▶ Task:
Answer these questions using the article on footwear tariffs.
1. By how much did Steve Madden plan to cut imports from China to the U.S. over the next year?
2. To what rate was the duty on footwear imports from China lowered in 2020?
3. According to the NRF study, what would a $90 pair of athletic shoes cost under Trump's proposals?

▶ Selected passage:
* BEGIN *

Two days after the U.S. presidential election in November, Steve Madden revealed plans to slash imports from China to the U.S. by 40 percent to 45 percent over the next year. The drastic shift represented a forewarning of the potential chaos the footwear industry may face should President-elect Donald Trump follow through on his campaign pledge to slap steep and sweeping tariffs on imports from other countries.
On the campaign trail, Trump pledged a 60 percent tariff on goods imported from China and a 10 percent to 20 percent tariff on goods from all other countries on the belief that tariffs on foreign goods will help benefit U.S. manufacturing and create jobs.
“Tariffs are the greatest thing ever invented,’’ Trump said at a campaign stop in Flint, MI in September.
Since election day, he has indicated he could also impose 25 percent duties on all imports from Mexico and Canada and an additional 10 percent duty on Chinese imports. He has further threatened 100 percent tariffs on the BRICS group - comprising of nine emerging market countries including Brazil, Russia, India and China.
Some have suggested Trump’s tariff threats may be campaign bluster, or an opening salvo in future trade negotiations as they may run counter to his other vow to bring down consumer prices. However, Trump has advocated tariffs for decades, and in his time in the White House, he did not shrink from taxing other countries, including imposing tariffs that targeted imported solar panels, steel, aluminum as well as pretty much everything from China.
In 2019, Trump’s new tariffs added a 15 percent duty on about half of the footwear imports from China. He later lowered the rate to 7.5 percent in 2020, where it remains.
Trade Associations Weigh in on Potential Tariffs
Retail trade groups have come out strongly against Trump’s proposed plans to escalate tariffs.
National Retail Federation (NRF) president and CEO Matthew Shay said that while new trade policies could stand to “increase America’s competitive advantages” in innovation and infrastructure, “the adoption of across-the-board tariffs on consumer goods and other non-strategic imports amounts to a tax on American families.”
“It will drive inflation and price increases and will result in job losses,” he asserted.
Just before the election, NRF issued a study showing Trump’s pre-election tariff proposals could cause American consumers to lose between $46 billion and $78 billion in spending power annually.
Specifically in footwear, NRF’s study found with already high tariff rates on U.S. footwear imports climbing from four to six times under Trump’s proposals, prices of footwear would increase by 18 percent to 29 percent. NRF wrote in the study, “The price of a $90 pair of athletic shoes would jump to $106-$116, a $48 pair of women’s slippers would cost $57-$62, and a $30 pair of girls’ ‘Mary Jane’ shoes would cost $35-$39.”
NRF did find that U.S. production would increase as China imports decline but consumers would pay $32 for every additional dollar earned by U.S. footwear producers.
The American Apparel & Footwear Association (AAFA) notes that the Tariff Act of 1930 helped create the Great Depression and the Section 301 tariffs in 2018 under Trump’s first term that have remained in place under the Biden administration have played a part in driving 40-year high inflation for clothes and shoes.

* END *

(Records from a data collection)
* BEGIN *

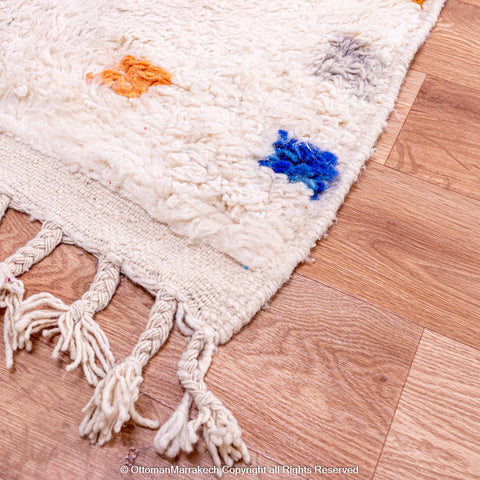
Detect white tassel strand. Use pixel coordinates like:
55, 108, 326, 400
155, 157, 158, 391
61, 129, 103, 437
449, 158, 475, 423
154, 326, 250, 477
0, 193, 10, 221
79, 289, 177, 445
0, 222, 63, 368
15, 257, 120, 385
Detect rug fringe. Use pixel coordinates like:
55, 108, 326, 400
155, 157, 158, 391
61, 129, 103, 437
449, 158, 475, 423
0, 222, 63, 368
154, 325, 250, 477
0, 202, 250, 477
0, 193, 10, 221
15, 257, 120, 385
79, 288, 177, 445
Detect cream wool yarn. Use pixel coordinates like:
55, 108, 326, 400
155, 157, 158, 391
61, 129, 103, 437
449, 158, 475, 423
0, 0, 438, 268
0, 0, 443, 475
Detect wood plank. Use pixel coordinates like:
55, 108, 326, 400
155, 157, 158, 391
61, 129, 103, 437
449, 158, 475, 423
374, 331, 480, 480
201, 275, 421, 480
298, 163, 480, 348
0, 213, 421, 479
387, 74, 480, 200
0, 210, 288, 480
0, 342, 282, 480
370, 70, 426, 165
412, 0, 480, 88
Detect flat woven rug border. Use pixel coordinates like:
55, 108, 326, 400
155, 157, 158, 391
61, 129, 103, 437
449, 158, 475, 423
0, 0, 444, 476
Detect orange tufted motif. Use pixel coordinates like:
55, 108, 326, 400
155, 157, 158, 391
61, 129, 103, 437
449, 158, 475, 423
87, 55, 172, 98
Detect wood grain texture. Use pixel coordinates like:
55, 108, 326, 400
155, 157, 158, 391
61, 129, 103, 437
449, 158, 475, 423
374, 330, 480, 480
0, 212, 421, 479
0, 334, 284, 480
387, 74, 480, 200
298, 163, 480, 347
412, 0, 480, 88
370, 70, 426, 165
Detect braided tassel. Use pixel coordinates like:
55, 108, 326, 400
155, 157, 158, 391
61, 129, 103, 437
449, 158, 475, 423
15, 257, 120, 385
154, 326, 250, 477
0, 222, 63, 368
79, 289, 177, 445
0, 193, 10, 222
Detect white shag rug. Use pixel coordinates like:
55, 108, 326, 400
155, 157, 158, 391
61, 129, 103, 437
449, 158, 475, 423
0, 0, 444, 475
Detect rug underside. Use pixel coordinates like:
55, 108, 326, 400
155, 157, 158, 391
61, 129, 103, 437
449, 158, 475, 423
0, 0, 444, 476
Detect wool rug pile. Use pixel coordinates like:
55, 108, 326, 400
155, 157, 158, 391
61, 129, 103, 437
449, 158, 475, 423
0, 0, 444, 474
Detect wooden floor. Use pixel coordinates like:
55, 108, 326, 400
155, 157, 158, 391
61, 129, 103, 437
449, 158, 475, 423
0, 0, 480, 480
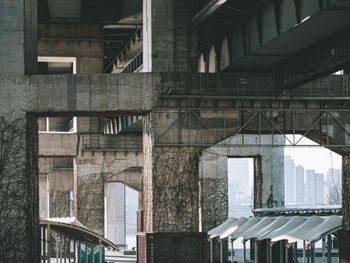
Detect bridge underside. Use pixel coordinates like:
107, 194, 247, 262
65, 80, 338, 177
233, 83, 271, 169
0, 0, 350, 262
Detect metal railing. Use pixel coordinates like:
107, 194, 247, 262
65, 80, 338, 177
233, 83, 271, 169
161, 72, 276, 96
80, 134, 142, 150
161, 72, 350, 97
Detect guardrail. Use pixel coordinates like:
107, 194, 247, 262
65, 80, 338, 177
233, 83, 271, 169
80, 134, 142, 150
161, 72, 350, 97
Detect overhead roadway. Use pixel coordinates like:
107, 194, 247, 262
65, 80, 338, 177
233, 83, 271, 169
38, 0, 142, 72
192, 0, 350, 74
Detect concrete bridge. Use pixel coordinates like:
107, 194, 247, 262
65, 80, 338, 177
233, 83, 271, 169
0, 0, 350, 262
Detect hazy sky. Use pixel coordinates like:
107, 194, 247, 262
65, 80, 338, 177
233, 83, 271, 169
284, 138, 342, 174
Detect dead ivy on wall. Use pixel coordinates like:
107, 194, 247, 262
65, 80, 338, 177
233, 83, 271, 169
153, 148, 199, 232
77, 173, 104, 235
0, 116, 28, 262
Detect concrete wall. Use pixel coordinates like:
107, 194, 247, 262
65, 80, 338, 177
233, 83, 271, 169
75, 151, 143, 236
39, 132, 78, 156
39, 157, 75, 218
38, 24, 103, 74
26, 73, 160, 113
105, 183, 126, 245
199, 135, 284, 231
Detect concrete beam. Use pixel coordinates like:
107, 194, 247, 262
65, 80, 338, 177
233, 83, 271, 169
39, 132, 78, 157
25, 74, 160, 114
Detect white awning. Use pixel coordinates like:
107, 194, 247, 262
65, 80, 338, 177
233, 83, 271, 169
208, 215, 342, 243
208, 217, 237, 239
241, 217, 275, 240
278, 216, 323, 243
253, 216, 290, 240
231, 217, 262, 239
220, 217, 248, 239
305, 216, 342, 242
264, 216, 306, 242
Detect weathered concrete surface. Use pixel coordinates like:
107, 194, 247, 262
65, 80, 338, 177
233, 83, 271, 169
143, 0, 190, 72
199, 135, 284, 231
39, 132, 78, 156
105, 183, 126, 245
75, 150, 143, 234
342, 156, 350, 232
39, 159, 75, 218
0, 112, 39, 262
26, 73, 160, 113
144, 115, 199, 232
38, 24, 103, 74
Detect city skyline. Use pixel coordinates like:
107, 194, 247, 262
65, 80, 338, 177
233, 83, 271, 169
284, 155, 341, 206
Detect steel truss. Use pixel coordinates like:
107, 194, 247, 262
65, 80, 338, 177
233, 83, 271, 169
154, 108, 350, 151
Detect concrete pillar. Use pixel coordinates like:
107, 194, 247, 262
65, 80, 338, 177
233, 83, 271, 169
143, 0, 191, 72
0, 0, 40, 263
0, 112, 40, 263
138, 114, 207, 262
105, 183, 126, 245
339, 155, 350, 263
0, 0, 37, 75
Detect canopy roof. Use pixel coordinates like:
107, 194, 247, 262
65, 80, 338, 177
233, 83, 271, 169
208, 215, 342, 243
40, 217, 120, 253
208, 217, 237, 239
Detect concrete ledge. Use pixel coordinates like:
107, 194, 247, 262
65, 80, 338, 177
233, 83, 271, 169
39, 133, 77, 157
25, 73, 161, 113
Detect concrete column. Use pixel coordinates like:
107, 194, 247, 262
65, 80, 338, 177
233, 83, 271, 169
143, 0, 191, 72
0, 0, 40, 258
0, 0, 37, 75
138, 114, 205, 262
339, 155, 350, 263
0, 112, 40, 263
105, 183, 126, 245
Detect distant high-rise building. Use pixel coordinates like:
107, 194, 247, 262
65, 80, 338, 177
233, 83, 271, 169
305, 170, 316, 205
326, 169, 342, 205
284, 156, 295, 204
315, 173, 324, 205
295, 165, 305, 205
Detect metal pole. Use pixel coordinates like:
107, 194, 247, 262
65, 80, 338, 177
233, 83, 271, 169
56, 235, 58, 263
85, 243, 89, 263
293, 242, 298, 263
310, 244, 315, 263
91, 244, 95, 263
266, 242, 272, 263
68, 238, 71, 263
47, 224, 51, 263
322, 237, 326, 263
327, 235, 333, 263
219, 239, 224, 263
243, 241, 247, 263
41, 226, 46, 263
254, 240, 259, 262
63, 237, 67, 263
77, 241, 81, 263
59, 236, 62, 263
228, 237, 235, 263
73, 240, 77, 263
98, 240, 102, 263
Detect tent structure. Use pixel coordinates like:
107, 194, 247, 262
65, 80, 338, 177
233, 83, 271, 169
208, 215, 342, 262
220, 217, 248, 239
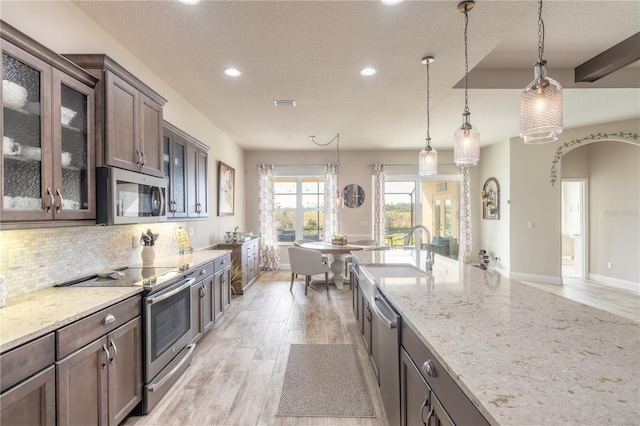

* END *

▶ Output below:
1. By 40 percent to 45 percent.
2. 7.5 percent.
3. $106 to $116.